### Yönergeler
A - Yeni Ekonomik Plan üzerine yazıda “Hükümetin işçi ve emekçilerin gündelik hayatlarını” diye başlayan paragrafı, ana bilgilerini koruyarak kısa bir madde listesine dönüştürün.
B - Yeni Ekonomik Plan üzerine yazıyı, son cümlesinden sonra gelecek bir paragrafla sürdürün.

### Metin Bölümü
****
Bu zokaları yutacak mıyız?



Hükümet krizle mücadele adı altında işçi ve emekçilere dönük ciddi saldırılara hazırlanırken gelişecek öfkeyi de çeşitli aldatmacalarla hafifletmeye çalışıyor


Hükümetin işçi ve emekçilerin gündelik hayatlarını doğrudan etkileyecek düzeyde hissedilen krize karşı mücadele programının (Yeni Ekonomik Plan-YEP) temel çizgileri üç aşağı beş yukarı belli. İşçi ve emekçilerin eğitim-sağlık gibi temel toplumsal ihtiyaçlarının daha fazla paralı hale getirilmesi, patronların daha fazla ihya edilmesi hatta bunun için gerekirse kesilen işçi ücretleriyle oluşturulan ve şimdiye kadar işçi dışında her şeye kullanılan İşsizlik Fonu’nun bu ihyalar için kullanılması bunlardan biri. Ya da mesela Bireysel Emeklilik gibi mevcut sosyal güvenlik sistemini (bütün aksaklıklarına rağmen!) tamamen tasfiye eden, işçinin sosyal güvenlik hakkını esnek çalışma modelleriyle aslında fiilen gasp eden bir modeli zorunlu hale getirmeyi hesap ediyorlar. Emekçinin ücretinden yapılan fahiş oranlardaki kesintilere karşı “ben burdan çıkıyorum” deme hakkını bile elinden almaya hazırlanıyorlar.

Artan işsizlik oranları, yağmur olup yağan zamlarla etkisi giderek yakıcılaşan enflasyon, ardı ardına gelen iflas ve patronların kurtuluş yolu olarak gördükleri konkordato haberleri… derken bütün karanlığıyla üzerimize çöken bu krizin esas nedeni olan asalaklıklarının faturasını şimdi biz işçi ve emekçilere kesmek için yapmayacakları şey yok kısacası.

Bizim üzerimize bir karabasan gibi çöken tüm bu gelişmeler karşısında direnme hakkımızı kullanmamıza karşı geliştirdikelri yöntemleri 3. Havalimanı şantiyesindeki binlerce işçinin karşısına çıkarılan gaz-cop-gözaltı ve tutuklamalardan biliyoruz.
****
### Kayıtlı Veriler
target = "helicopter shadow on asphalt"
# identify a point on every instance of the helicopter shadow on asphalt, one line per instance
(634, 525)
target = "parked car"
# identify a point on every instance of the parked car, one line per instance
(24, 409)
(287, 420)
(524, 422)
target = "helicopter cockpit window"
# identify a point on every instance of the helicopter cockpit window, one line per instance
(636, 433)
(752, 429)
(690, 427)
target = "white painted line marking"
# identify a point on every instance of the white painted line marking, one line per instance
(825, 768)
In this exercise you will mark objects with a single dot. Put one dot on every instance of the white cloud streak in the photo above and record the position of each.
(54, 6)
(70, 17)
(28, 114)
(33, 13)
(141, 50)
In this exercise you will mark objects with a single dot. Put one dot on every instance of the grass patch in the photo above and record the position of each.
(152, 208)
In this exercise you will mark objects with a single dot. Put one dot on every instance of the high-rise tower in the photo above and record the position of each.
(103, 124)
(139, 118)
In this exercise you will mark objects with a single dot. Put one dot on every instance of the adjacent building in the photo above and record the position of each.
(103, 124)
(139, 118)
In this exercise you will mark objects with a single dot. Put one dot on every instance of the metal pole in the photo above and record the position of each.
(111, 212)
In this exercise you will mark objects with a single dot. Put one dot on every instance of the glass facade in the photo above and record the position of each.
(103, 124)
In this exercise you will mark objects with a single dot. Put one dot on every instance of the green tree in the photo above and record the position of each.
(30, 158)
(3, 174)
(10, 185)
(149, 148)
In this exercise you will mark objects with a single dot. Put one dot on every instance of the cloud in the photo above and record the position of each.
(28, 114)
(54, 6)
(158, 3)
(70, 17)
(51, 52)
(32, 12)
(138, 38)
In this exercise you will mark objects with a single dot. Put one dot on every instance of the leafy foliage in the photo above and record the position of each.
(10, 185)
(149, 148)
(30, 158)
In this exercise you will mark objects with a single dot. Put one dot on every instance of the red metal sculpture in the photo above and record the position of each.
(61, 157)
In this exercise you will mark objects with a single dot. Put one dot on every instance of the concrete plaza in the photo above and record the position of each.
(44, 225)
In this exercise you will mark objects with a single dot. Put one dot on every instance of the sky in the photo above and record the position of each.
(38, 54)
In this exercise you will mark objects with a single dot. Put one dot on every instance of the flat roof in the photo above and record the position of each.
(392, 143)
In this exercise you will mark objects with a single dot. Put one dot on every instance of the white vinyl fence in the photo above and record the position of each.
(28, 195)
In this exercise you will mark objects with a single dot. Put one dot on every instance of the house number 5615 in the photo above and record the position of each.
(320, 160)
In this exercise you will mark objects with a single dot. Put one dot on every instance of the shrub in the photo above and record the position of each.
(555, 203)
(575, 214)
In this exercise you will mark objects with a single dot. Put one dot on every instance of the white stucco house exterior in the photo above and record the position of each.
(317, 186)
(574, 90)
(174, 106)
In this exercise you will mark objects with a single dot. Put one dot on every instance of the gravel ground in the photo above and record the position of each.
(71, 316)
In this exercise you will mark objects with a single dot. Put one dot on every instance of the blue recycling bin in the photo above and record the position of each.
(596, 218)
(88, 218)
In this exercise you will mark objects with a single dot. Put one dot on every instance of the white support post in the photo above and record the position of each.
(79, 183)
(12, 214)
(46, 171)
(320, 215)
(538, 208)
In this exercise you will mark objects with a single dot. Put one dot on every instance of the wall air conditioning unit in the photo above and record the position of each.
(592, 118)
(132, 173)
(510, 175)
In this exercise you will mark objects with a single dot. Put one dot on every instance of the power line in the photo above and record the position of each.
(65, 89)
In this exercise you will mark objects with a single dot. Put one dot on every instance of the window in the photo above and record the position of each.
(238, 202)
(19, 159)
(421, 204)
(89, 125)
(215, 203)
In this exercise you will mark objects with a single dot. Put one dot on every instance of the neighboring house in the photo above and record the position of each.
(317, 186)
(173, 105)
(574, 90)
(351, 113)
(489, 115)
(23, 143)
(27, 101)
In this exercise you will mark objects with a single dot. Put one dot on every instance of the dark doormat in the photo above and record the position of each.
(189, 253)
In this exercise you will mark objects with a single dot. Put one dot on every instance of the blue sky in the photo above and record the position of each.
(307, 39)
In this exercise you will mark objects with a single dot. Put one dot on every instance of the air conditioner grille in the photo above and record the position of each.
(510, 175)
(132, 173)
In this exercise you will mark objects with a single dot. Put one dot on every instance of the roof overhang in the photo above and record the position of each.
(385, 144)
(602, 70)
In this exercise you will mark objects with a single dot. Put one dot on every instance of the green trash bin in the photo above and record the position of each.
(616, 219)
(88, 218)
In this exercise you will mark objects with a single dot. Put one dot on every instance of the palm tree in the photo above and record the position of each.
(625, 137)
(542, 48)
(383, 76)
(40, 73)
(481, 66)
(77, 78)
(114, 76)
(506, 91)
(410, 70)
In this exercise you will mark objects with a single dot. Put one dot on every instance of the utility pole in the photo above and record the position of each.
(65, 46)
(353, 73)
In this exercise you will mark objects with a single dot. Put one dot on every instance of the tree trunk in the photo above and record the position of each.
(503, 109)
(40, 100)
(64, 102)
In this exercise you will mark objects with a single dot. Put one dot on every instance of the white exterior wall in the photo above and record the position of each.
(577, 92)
****
### Görev Sonuçları
A -
- Hükümetin krize karşı hazırladığı Yeni Ekonomik Plan'ın (YEP) temel çizgileri büyük ölçüde belli.
- Eğitim ve sağlık gibi temel toplumsal ihtiyaçlar daha da paralı hale getirilecek.
- Patronlar daha fazla ihya edilecek. Gerekirse bunun için, işçi ücretlerinden yapılan kesintilerle oluşturulan ve şimdiye dek işçi dışında her şeye kullanılan İşsizlik Fonu da kullanılacak.
- Bireysel Emeklilik gibi bir modelin zorunlu hale getirilmesi hesaplanıyor. Bu model mevcut sosyal güvenlik sistemini tamamen tasfiye ediyor ve işçinin sosyal güvenlik hakkını esnek çalışma modelleriyle fiilen gasp ediyor.
- Emekçinin ücretinden yapılan fahiş kesintilere karşı sistemden çıkma hakkı da elinden alınmak isteniyor.

B -
Diğer bir yöntem de öfkemizin şiddetini azaltacak göstermelik adımlar olacak. 17 ilde yapılan ekmek zamlarının bakanlık müdahalesiyle geri çektirilmesi ya da şirketlerin bazı tüketim maddelerinde yüzde 10 oranında indirime gitmesinin sağlanması…

Enflasyonun esas nedenleriyle mücadele etmelerini elbette beklemiyoruz. Zaten kendileri bunun asıl faillerinden biri. Fakat emekçilere bir kez daha “enayi” muamelesi yapılması ve sanki tüm bu zammın nedeni “fırsatçı esnafmış” gibi bir tablo çizilmesi karşısında sessiz mi kalacağız?

Zammın, işsizliğin, ekonomik-sosyal yıkımın nedeninin asalak kapitalizmdir, onun kar hırsına uygun politikalar üreten siyasi sistemin kendisidir.

Çökertilen tarımın, ardı ardına yapılan akaryakıt-elektrik-doğalgaz zamlarının ve tüm bunların yarattığı maliyet artışının sebebi fırıncı esnaf değildir. Ona bu zammı yaptırtan ekonomik politikaların ve gidişatın kendisidir. Hükümetin siyasi hesaplarının faturasını büyük patronlara değil de 50 kuruş zam yapmak zorunda kalan küçük esnafa çıkarmasının ve bunu biz emekçilere böyle lanse etmesinin burjuva ikiyüzlülük dışında bir anlamı yoktur!

Ya da marketlerde satılan ürünlere zaten astronomik oranda yapılmış zamların şimdi yüzde 10 indirim gibi cafcaflı bir paketle sunulmasının da biz emekçilerin üzerine çöken kriz karabasanının hafifletecek bir tarafı yoktur.

Riyakarlık ve halka “aptal” muamelesi yapılması anlamına gelen bu politikaların sonuçlarının piyasada karaborsa, fırsatçılık ve başka ek külfetler olarak yine bize döneceği de ayan beyan ortada.

Nitekim fırıncıların ekmeğe zam yapılmaması halinde 1 hafta içinde ekmek üretimini durduracağına dair haberler gelmeye başladı bile.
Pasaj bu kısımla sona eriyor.